TASK INPUTS:
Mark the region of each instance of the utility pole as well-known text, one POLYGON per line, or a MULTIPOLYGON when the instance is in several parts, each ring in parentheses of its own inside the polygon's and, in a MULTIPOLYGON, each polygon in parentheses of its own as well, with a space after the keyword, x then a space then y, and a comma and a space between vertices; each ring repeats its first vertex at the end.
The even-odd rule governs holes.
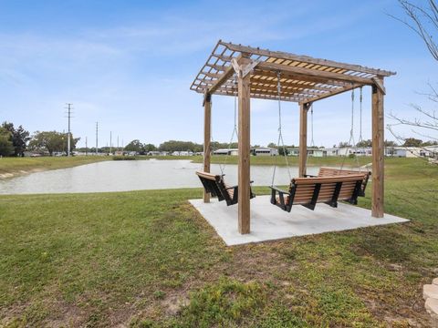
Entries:
POLYGON ((70 103, 67 103, 67 117, 68 118, 68 132, 67 135, 67 156, 70 156, 70 118, 71 118, 71 105, 70 103))
POLYGON ((99 123, 96 122, 96 155, 98 155, 99 123))

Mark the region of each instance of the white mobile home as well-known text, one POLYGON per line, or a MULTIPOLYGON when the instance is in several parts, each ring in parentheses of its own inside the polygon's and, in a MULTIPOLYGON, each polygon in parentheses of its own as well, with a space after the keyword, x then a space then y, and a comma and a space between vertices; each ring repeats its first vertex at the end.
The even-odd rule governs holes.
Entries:
POLYGON ((253 149, 253 153, 256 156, 277 156, 278 149, 273 148, 257 148, 253 149))

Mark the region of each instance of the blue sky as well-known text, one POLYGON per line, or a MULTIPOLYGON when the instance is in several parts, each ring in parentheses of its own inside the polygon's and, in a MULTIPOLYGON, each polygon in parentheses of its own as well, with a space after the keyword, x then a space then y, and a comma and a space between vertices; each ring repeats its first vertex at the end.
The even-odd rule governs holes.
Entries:
MULTIPOLYGON (((437 65, 387 13, 402 16, 395 0, 0 0, 0 119, 30 131, 62 131, 71 102, 80 146, 86 137, 94 143, 96 121, 99 146, 110 131, 113 144, 117 136, 120 144, 202 142, 202 96, 189 87, 218 39, 396 71, 385 81, 385 110, 412 118, 409 104, 430 106, 418 92, 436 83, 437 65)), ((315 104, 317 145, 349 139, 349 98, 315 104)), ((370 100, 367 87, 364 138, 370 138, 370 100)), ((233 97, 214 97, 215 140, 229 139, 233 106, 233 97)), ((276 141, 276 103, 254 99, 251 106, 252 144, 276 141)), ((297 144, 297 105, 285 103, 283 112, 285 142, 297 144)))

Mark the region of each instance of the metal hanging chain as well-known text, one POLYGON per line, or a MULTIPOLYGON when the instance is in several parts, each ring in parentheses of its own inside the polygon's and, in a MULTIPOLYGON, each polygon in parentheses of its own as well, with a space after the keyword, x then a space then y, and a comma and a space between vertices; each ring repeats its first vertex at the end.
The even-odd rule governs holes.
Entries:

EXERCISE OBJECTIVE: Quote every item above word for word, omitting the pictures from your answer.

PROBLEM SOLUTION:
Mark the region of each instance of the utility pole as well-known text, one POLYGON per line, or a MULTIPOLYGON when the instance is in several parts, each ring in parentheses of its own inside the polygon's and, in a MULTIPOLYGON, each polygon in parentheses of its own as well, with a space after the keyword, x then a space then y, and a comma and a space between vertices; each ring repeats its first vertex at the end.
The even-odd rule governs holes.
Entries:
POLYGON ((70 103, 67 103, 67 117, 68 118, 68 132, 67 135, 67 156, 70 156, 70 118, 71 118, 71 105, 70 103))
POLYGON ((99 123, 96 122, 96 155, 98 155, 99 123))

Mark the region of each instance of the white mobile home as well-known text, one POLYGON per line, or a MULTIPOLYGON when the instance is in several parts, each ring in parentheses of its own inside the polygon's and, in a MULTIPOLYGON, each polygon in parentheses of its own as well, with a space after the keyword, x then a space then y, and a comma and a space between vertices; each ring repeats its first vertex at the end.
The even-odd rule governs holes.
Entries:
POLYGON ((253 149, 253 153, 256 156, 277 156, 278 149, 273 148, 257 148, 253 149))

Mark the region of each instance of the blue sky as well-known text, one POLYGON per line, or a MULTIPOLYGON when the instance is in several parts, each ring in parentheses of its own inside the polygon's and, in a MULTIPOLYGON, each polygon in parentheses of its own as well, with a space after the keyword, x then a space then y, and a comma and a space between vertices; each ring repeats its first vertex at the end.
The even-odd rule governs holes.
Entries:
MULTIPOLYGON (((437 65, 387 13, 402 16, 395 0, 0 0, 0 119, 30 131, 62 131, 71 102, 80 146, 86 137, 94 143, 96 121, 99 146, 110 131, 113 144, 117 136, 120 144, 202 142, 202 96, 189 87, 218 39, 396 71, 385 81, 385 110, 412 118, 409 104, 430 106, 418 92, 436 83, 437 65)), ((315 104, 317 145, 349 139, 349 98, 315 104)), ((370 100, 367 87, 364 138, 370 138, 370 100)), ((233 97, 214 97, 215 140, 229 139, 233 106, 233 97)), ((276 141, 276 103, 254 99, 251 106, 252 144, 276 141)), ((297 144, 297 105, 285 103, 283 112, 285 142, 297 144)))

Mark the region of each instance of the metal hanging chain as well-known text, one POLYGON per line, or a MULTIPOLYGON when the instance is in several parts, each ring in parentheses of its own inside the polygon's and, in a MULTIPOLYGON, each polygon in parentheses of its own as well, with a space after the keyword, x then a space then y, and a comma and a space between vertices; each ring repeats its first vertex at the end.
The even-odd rule governs holes.
Entries:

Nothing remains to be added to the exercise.